• AIM: Copy out the listing word for word, starting at the line that contains "One point lands on each instance of the snow-capped" and continuing through its final line.

• RECORDS SHOWN:
----------

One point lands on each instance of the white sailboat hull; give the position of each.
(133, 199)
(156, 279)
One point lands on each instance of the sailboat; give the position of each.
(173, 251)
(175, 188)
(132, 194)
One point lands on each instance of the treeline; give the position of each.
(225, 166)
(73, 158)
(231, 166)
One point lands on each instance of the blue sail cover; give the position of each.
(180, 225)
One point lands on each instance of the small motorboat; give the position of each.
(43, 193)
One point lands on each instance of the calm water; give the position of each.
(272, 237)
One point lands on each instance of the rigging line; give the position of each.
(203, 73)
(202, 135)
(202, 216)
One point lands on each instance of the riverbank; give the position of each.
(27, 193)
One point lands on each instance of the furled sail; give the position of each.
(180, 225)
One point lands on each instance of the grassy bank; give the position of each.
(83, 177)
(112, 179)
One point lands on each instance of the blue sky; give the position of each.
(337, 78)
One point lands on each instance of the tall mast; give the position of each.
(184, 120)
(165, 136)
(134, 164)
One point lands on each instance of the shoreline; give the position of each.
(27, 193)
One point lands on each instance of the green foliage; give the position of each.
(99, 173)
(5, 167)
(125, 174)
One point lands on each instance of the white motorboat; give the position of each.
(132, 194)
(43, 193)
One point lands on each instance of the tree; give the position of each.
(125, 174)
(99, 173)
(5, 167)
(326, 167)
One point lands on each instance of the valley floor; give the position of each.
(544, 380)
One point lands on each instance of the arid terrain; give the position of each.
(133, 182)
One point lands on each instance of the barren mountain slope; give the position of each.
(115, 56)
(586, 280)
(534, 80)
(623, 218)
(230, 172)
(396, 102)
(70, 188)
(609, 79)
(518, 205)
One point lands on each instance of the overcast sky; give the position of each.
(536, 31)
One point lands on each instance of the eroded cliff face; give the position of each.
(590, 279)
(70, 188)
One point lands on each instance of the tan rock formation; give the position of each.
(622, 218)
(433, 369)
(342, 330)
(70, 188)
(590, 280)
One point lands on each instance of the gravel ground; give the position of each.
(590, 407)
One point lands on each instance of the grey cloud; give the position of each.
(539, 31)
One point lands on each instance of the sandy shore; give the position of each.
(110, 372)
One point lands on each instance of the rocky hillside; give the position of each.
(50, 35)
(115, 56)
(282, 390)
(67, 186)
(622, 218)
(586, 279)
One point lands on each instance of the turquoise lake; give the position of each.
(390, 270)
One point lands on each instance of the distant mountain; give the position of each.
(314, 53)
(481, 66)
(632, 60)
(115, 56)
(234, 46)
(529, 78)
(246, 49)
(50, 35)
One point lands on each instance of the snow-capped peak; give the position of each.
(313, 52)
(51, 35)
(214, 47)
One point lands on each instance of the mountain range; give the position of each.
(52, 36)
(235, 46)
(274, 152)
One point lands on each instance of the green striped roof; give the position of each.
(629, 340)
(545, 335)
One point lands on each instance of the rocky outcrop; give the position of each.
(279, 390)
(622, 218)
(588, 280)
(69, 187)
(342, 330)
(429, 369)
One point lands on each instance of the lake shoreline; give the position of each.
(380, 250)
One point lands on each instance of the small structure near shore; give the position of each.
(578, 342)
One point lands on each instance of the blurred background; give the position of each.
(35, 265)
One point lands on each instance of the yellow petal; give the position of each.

----------

• FINISHED EXERCISE:
One point lands on each instance of the snow-capped peak; give the position of each.
(313, 52)
(51, 35)
(214, 47)
One point lands on each instance of the mountain range; give the position of each.
(52, 36)
(235, 46)
(274, 152)
One point lands on each instance of the green striped roof; give the position of each.
(629, 340)
(545, 335)
One point lands on each instance of the rocky outcrop; give the position of each.
(279, 390)
(622, 218)
(588, 280)
(69, 187)
(342, 330)
(429, 369)
One point lands on each instance of the lake shoreline; give the position of each.
(380, 250)
One point lands on each instance of the small structure near shore; give the position of each.
(578, 342)
One point lands on each instance of the blurred background; give the position of each.
(35, 265)
One point lands on each instance of the yellow petal; give the position of each.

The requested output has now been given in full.